[begin PASSAGE TO READ]

I don’t know about you – but I can’t handle paper very well! Let me explain -

I do love reading books, magazines like Newsweek and Time, newspapers (…oops – strike that one out!), etc. But when it comes to bank and credit card statements, invoices from cable, phone, lawn services and other sundry companies, I just don’t know what to do with them! Do I just throw them in the recyclable bin? Or should I shred them? Or perhaps keep them – just in case (of a dispute and hence litigation? Just kidding ;) I don’t think I can survive all the extra papers you need to read, sign, read, sign – you get my gist!).

I used to file important looking papers – like those from my health insurance company (yes, the whole book – which I am sure if I started to read it would make me scared enough to kick off heart issues!), benefits information from employers, reference letters from old employers, mortgage and house papers (yeah – the hourlong signing binge at the closing office and while we are talking about this – how about the inspection sheet from when you bought the house?), papers from doctor’s visits…the list goes on and on!

And then there are some that are required to be stored for a length of time – tax filings, supporting documents, pay stubs (are they really required? My pay stub folder must be about 3 inches thick by now!)

What do you do with kids’ activity sheets? Do you think it’s worth it to store them until they grow old and have their own kids?

And oh – coupons! Do you keep them only for a month or so and regularly get rid of the old ones?
Believe me, I have tried all sorts of things – bought industrial strength shredders, filing cabinets, fancy wooden filing cabinets – they work for a while and then I go back to being lazy! And if I tried, my current filed papers would stack to about 12 ft high…okay – I am exaggerating – maybe I want to make you think I am good at organizing ;)

[end PASSAGE TO READ]
[begin DATASET CONTENT]

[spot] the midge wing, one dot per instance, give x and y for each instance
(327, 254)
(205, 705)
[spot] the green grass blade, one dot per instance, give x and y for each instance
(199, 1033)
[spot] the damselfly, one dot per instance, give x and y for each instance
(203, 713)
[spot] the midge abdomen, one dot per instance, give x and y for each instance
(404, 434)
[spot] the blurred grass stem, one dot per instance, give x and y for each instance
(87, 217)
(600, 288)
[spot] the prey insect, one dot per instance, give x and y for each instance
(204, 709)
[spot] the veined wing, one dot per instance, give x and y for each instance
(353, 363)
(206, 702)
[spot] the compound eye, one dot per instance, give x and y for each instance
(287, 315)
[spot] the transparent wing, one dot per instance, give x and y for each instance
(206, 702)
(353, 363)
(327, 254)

[end DATASET CONTENT]
[begin DATASET CONTENT]

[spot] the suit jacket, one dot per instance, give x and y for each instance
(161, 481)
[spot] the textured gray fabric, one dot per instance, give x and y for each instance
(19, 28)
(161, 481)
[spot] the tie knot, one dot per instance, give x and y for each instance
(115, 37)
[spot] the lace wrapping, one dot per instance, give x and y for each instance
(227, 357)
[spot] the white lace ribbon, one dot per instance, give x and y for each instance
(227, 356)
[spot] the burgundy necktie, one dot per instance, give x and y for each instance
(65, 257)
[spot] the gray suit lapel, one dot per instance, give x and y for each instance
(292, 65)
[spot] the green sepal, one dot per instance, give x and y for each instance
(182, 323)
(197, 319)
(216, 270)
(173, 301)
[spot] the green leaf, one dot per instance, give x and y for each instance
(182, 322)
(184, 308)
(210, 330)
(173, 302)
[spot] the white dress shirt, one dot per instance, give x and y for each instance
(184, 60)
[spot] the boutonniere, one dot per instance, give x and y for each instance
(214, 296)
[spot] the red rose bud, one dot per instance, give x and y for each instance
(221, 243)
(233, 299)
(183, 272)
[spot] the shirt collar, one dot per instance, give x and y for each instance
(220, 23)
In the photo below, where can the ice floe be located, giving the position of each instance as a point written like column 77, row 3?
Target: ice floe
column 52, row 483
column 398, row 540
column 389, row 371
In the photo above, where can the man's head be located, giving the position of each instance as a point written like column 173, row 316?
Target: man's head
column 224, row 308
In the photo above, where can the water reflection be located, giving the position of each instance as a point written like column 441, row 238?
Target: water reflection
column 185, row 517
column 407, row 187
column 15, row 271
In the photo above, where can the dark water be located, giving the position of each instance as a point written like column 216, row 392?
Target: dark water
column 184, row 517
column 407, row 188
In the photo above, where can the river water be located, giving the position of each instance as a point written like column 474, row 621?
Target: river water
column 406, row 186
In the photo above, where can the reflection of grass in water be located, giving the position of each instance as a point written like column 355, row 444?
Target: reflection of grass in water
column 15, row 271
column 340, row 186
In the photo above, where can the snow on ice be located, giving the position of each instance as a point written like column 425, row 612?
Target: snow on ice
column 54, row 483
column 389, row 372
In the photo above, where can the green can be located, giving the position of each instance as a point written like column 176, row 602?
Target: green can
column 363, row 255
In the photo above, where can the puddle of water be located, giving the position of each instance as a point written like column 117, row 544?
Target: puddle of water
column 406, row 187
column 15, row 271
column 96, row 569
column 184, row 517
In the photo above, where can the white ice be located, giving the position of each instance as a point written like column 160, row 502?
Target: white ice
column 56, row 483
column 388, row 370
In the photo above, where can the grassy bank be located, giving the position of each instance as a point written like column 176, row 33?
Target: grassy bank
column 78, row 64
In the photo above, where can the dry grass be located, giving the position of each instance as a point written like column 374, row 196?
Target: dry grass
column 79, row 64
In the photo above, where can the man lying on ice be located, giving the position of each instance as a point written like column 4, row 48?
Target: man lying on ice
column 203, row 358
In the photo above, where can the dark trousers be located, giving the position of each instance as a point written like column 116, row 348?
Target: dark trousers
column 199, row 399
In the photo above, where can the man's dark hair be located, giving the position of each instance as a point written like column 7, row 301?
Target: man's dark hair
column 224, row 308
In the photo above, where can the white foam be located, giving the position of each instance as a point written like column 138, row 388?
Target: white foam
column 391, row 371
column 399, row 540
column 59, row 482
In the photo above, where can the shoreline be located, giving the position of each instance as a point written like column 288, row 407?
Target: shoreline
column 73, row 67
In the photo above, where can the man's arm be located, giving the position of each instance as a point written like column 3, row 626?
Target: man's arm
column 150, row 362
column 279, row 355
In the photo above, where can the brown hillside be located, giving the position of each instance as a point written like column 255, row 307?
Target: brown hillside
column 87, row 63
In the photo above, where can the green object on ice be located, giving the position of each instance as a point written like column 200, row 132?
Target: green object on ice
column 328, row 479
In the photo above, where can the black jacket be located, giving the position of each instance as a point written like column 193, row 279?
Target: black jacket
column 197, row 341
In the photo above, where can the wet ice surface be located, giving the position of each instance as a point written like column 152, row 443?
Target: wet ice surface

[end DATASET CONTENT]

> **WHAT IS BEING ASKED**: Reproduce the passage of the post about household paperwork between "And oh – coupons!" and "at organizing ;)", inclusive.

> **RESULT OF THIS EXERCISE**:
And oh – coupons! Do you keep them only for a month or so and regularly get rid of the old ones?
Believe me, I have tried all sorts of things – bought industrial strength shredders, filing cabinets, fancy wooden filing cabinets – they work for a while and then I go back to being lazy! And if I tried, my current filed papers would stack to about 12 ft high…okay – I am exaggerating – maybe I want to make you think I am good at organizing ;)